---- Materials provided
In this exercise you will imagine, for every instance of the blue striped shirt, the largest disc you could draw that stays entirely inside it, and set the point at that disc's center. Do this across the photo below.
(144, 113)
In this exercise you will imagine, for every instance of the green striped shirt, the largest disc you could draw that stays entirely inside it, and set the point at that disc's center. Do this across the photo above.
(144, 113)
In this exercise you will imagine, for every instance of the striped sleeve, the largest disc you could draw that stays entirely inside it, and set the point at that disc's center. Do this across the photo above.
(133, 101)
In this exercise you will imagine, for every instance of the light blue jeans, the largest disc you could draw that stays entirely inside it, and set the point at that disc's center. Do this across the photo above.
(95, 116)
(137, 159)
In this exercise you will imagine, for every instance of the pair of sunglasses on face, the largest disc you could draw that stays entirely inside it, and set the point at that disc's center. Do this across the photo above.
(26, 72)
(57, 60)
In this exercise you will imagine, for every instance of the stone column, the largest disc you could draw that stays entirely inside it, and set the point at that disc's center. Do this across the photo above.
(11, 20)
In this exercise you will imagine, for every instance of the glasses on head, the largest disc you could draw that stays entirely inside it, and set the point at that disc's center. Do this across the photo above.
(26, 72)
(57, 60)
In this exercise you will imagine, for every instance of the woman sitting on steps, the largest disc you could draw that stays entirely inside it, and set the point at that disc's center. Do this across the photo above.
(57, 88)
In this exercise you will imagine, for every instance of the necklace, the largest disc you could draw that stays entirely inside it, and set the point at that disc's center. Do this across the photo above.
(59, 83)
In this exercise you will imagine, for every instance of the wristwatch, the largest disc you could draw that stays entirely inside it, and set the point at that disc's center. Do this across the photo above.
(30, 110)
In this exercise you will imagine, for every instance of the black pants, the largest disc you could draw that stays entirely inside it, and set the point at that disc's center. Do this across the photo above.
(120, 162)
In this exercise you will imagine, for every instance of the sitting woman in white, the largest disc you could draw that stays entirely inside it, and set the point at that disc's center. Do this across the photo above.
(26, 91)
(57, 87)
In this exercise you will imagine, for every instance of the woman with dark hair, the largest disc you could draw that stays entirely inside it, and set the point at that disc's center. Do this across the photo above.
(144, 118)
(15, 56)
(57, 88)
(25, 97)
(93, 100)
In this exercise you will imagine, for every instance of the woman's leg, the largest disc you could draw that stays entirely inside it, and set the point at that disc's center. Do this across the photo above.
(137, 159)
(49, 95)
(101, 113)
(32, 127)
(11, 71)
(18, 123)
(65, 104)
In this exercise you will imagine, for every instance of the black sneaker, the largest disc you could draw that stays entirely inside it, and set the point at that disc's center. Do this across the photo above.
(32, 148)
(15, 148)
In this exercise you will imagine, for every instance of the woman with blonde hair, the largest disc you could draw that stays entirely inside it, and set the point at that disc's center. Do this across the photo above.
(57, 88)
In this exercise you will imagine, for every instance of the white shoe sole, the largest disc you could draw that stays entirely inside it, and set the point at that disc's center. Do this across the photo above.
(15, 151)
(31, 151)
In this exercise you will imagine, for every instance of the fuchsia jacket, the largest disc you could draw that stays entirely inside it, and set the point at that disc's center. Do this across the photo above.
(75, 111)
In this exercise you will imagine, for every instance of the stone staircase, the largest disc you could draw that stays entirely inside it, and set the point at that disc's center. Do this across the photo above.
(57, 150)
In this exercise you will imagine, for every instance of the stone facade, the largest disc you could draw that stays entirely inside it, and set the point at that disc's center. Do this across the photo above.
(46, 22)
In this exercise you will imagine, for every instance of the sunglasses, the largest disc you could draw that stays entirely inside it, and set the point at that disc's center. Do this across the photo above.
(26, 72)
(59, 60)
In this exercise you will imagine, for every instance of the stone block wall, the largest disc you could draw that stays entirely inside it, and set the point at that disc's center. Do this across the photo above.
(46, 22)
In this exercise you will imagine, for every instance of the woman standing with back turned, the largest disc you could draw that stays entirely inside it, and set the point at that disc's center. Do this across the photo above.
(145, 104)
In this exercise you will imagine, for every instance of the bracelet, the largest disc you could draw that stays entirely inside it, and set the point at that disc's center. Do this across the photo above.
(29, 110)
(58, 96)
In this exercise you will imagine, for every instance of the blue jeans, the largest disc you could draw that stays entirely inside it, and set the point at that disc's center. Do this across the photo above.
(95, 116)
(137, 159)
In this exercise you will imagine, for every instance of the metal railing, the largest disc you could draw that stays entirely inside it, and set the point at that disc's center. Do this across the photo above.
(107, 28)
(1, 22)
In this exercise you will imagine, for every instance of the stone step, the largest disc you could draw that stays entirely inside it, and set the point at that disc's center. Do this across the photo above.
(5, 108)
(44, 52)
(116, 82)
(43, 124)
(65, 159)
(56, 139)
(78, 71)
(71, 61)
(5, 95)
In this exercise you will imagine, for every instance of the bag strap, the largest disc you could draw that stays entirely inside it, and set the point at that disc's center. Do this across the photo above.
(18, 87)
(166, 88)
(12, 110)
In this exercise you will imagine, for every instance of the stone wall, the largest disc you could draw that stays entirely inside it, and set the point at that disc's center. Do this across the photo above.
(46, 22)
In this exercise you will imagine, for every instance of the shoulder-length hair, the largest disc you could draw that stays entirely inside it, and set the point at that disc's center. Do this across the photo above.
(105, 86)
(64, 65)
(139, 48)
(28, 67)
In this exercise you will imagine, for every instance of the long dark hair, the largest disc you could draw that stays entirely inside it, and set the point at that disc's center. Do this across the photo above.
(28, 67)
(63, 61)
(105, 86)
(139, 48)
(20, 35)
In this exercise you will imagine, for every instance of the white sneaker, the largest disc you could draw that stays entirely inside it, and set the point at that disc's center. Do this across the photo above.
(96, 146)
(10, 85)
--------
The records above should be returned exactly.

▶ **The answer**:
In this exercise you will imagine, for every instance of the blue striped shirt, the largest disc you could draw that stays entirely inside it, and set the point at that disc's center. Do this across the photo below.
(144, 113)
In this exercise you will imagine, for every instance of the green striped shirt, the largest disc you could draw that stays entirely inside it, and set the point at that disc's center. Do this across the photo above.
(144, 113)
In this exercise you will imagine, for every instance of the striped sleeve, the largest disc you could draw that stays entirely inside it, and set the point at that disc's center. Do this across the photo above.
(133, 101)
In this exercise you will imagine, for every instance of the light blue jeans, the largest disc you could draw that stays entirely inside it, and set the point at that disc's center. Do this across the photo above.
(95, 116)
(137, 159)
In this exercise you will imagine, for every instance of the pair of sunglasses on face, the largest disc you could draw that stays entirely inside it, and set the point at that disc's center. Do this across the photo above.
(26, 72)
(57, 60)
In this exercise you will imagine, for every instance of the stone column, the largest disc you could draw that stays entirely inside it, and set the point at that disc's center. Do this across the photo above.
(11, 20)
In this exercise you will imagine, for every instance of the glasses on head, the largest disc you could draw that stays entirely inside it, and set the point at that disc's center. Do this across the photo above.
(26, 72)
(57, 60)
In this exercise you will imagine, for every instance of the woman sitting on steps, the largest disc you could draw that stays entirely inside it, and set the point at that disc's center. Do this across the photo above.
(57, 88)
In this exercise you will imagine, for every instance of the necklace, the largest disc you could draw that stays entirely inside it, and set the point at that disc's center. Do this across the photo above.
(59, 83)
In this exercise you will imagine, for every instance of the wristwatch, the largest disc you could draw that stays entirely inside it, and set the point at that disc's center. Do this across the photo above.
(30, 110)
In this exercise you will imagine, for every instance of the black pants, the largest disc you could draw that stays entirely inside it, and set the point at that disc's center. Do this across the photo above.
(120, 162)
In this exercise you will imagine, for every instance of the sitting woman in white, the largest disc you could draw that stays entirely inside it, and set the point at that disc's center. Do this across the photo above.
(26, 91)
(57, 87)
In this exercise you will imagine, for every instance of the woman with dark hair, the largest disc you could draw that stays entirely inside it, and set the point at that disc's center. Do this across the photo above.
(144, 118)
(15, 56)
(57, 88)
(25, 97)
(93, 100)
In this exercise you will imagine, for every instance of the woman's leg, the largest disc you could draw that stays entirely inside it, and set the point at that disc's center. Do this across the photo above.
(137, 159)
(49, 95)
(101, 113)
(32, 127)
(11, 71)
(18, 123)
(65, 104)
In this exercise you will imagine, for every instance of the black sneaker, the largest disc you could draw that stays entirely inside it, and set the point at that disc's center. Do this across the photo above.
(32, 148)
(15, 148)
In this exercise you will imagine, for every instance of the woman with blonde hair, the largest disc you could draw that stays entirely inside it, and set the point at that disc's center. Do this across the photo above.
(57, 88)
In this exercise you will imagine, for every instance of the white shoe sole, the largest disc you could draw that stays entirely inside it, and set the point at that disc's center. Do this across the photo above.
(15, 151)
(31, 151)
In this exercise you will imagine, for every instance of the fuchsia jacket, the largest disc you could draw that stays entirely inside it, and set the point at that disc's center. Do this across the photo above.
(75, 111)
In this exercise you will imagine, for every instance of the stone staircase, the largest disc you could draw that stays entirely inside it, and set the point at that disc's center. Do this across the photo above.
(57, 150)
In this exercise you will imagine, for every instance of the stone facade, the largest disc you could draw that stays entirely inside it, and set the point at that disc's center. Do this across the photo above.
(46, 22)
In this exercise you will imagine, for every instance of the sunglasses, the largest disc you could draw that stays entirely inside it, and set the point at that disc's center. Do this across the photo above.
(26, 72)
(59, 60)
In this exercise you will imagine, for every instance of the stone block wall, the largest disc you could draw that stays entirely inside it, and set the point at that disc's center. Do this across the photo above.
(46, 22)
In this exercise you will imagine, for every instance of the woman standing with back turned, the largest disc you could draw that stays entirely inside it, and set the point at that disc's center. Do this across the photo above.
(145, 104)
In this exercise you will imagine, for every instance of the bracelet, the largest disc you could draw that stays entirely inside it, and set the point at that disc's center. Do this across the photo above.
(29, 110)
(58, 96)
In this exercise you will imagine, for every instance of the blue jeans, the largest disc you could draw that stays entirely inside it, and set the point at that disc's center. Do this across the photo above.
(95, 116)
(137, 159)
In this exercise you will imagine, for every instance of the metal railing, the largest disc you could draw that stays entirely inside it, and set the point at that disc's center. Do this across the photo above.
(107, 28)
(1, 22)
In this exercise you will imagine, for every instance of the stone step, the largest disc you could draw that stays entirely inside it, and set the point at that disc's center. Do this across the photo above.
(5, 108)
(44, 52)
(116, 82)
(43, 124)
(65, 159)
(56, 139)
(78, 71)
(71, 61)
(5, 95)
In this exercise you will imagine, for every instance of the bag strap, the largest disc you could draw that stays entirely inside it, and set the point at that disc's center. Do this across the photo above.
(18, 87)
(166, 88)
(12, 110)
In this exercise you will imagine, for every instance of the stone wall, the largest disc you could draw that stays entirely inside it, and set the point at that disc's center. Do this across the photo above.
(46, 22)
In this exercise you will imagine, for every instance of the shoulder-length hair, the largest disc you could draw that stays entirely inside it, and set the point at that disc's center. Do this across the photo above.
(105, 86)
(64, 65)
(139, 48)
(28, 67)
In this exercise you will imagine, for every instance of the long dark hair, the largest disc you could draw that stays entirely inside it, and set the point at that disc's center. Do this across the photo above.
(28, 67)
(63, 61)
(105, 86)
(139, 48)
(20, 35)
In this exercise you will imagine, for every instance of the white sneaker, the largest disc you could draw that stays entirely inside it, and set the point at that disc's center. Do this across the photo above.
(96, 146)
(10, 85)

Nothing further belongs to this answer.